╭──

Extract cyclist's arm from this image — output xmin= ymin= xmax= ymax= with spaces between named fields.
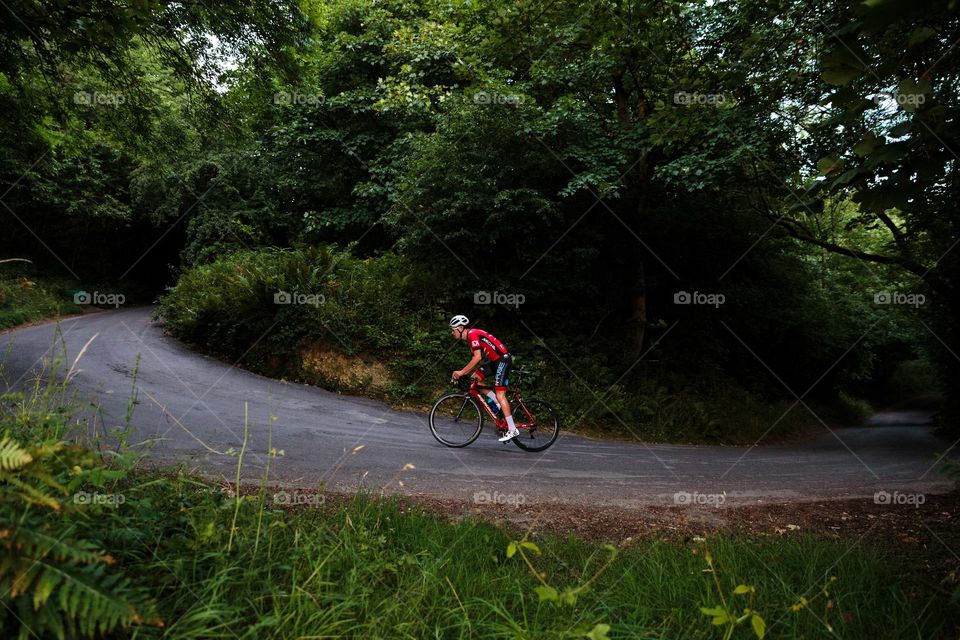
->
xmin=453 ymin=349 xmax=483 ymax=378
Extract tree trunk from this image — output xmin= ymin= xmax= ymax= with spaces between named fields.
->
xmin=628 ymin=254 xmax=647 ymax=358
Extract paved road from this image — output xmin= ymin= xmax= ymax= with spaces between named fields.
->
xmin=0 ymin=307 xmax=951 ymax=507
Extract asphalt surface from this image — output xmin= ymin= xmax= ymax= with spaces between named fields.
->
xmin=0 ymin=307 xmax=952 ymax=507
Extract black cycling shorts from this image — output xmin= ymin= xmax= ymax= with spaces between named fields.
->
xmin=477 ymin=353 xmax=513 ymax=390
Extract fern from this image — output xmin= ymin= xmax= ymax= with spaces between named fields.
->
xmin=0 ymin=437 xmax=163 ymax=640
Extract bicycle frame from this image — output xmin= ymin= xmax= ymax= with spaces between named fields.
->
xmin=457 ymin=382 xmax=537 ymax=432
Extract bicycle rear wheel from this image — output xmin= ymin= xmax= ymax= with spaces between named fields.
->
xmin=430 ymin=393 xmax=483 ymax=447
xmin=511 ymin=398 xmax=560 ymax=451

╰──

■ Требуемое задание:
Перепишите все приведенные выше записи, заменив «from this image» на «from the photo» и сохранив остальной текст без изменений. Изображения в ответ не включайте.

■ Ожидаемый результат:
Extract cyclist's arm from the photo — output xmin= ymin= xmax= ymax= with spaces between named fields.
->
xmin=453 ymin=349 xmax=483 ymax=378
Extract tree trunk from the photo — output xmin= ymin= xmax= ymax= with spaces between named fields.
->
xmin=628 ymin=254 xmax=647 ymax=358
Extract paved road from the photo — output xmin= ymin= xmax= ymax= with spaces between named fields.
->
xmin=0 ymin=307 xmax=951 ymax=507
Extract asphalt surface from the photo — output xmin= ymin= xmax= ymax= with spaces between named fields.
->
xmin=0 ymin=307 xmax=952 ymax=507
Extract black cycling shorts from the photo — output xmin= ymin= xmax= ymax= with spaces between named fields.
->
xmin=477 ymin=353 xmax=513 ymax=390
Extract fern from the photo — output xmin= ymin= xmax= ymax= with spaces between named fields.
->
xmin=0 ymin=437 xmax=163 ymax=640
Extract bicycle frame from the photo — output xmin= ymin= xmax= ymax= with spaces between named fields.
->
xmin=457 ymin=382 xmax=537 ymax=432
Extract bicycle rear wheel from the photo — output xmin= ymin= xmax= ymax= with spaces between named fields.
->
xmin=430 ymin=393 xmax=483 ymax=447
xmin=511 ymin=398 xmax=560 ymax=451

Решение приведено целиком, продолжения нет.